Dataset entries
= Beginning of Section =

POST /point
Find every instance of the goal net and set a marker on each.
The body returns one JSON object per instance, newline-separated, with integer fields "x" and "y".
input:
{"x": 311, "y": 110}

= End of Section =

» Task instructions: Every record must be transcribed precisely, down to the last character.

» Result:
POST /point
Find every instance of the goal net and set a marker on each.
The body returns one JSON object per instance, newline-separated, with integer fields "x" and "y".
input:
{"x": 311, "y": 110}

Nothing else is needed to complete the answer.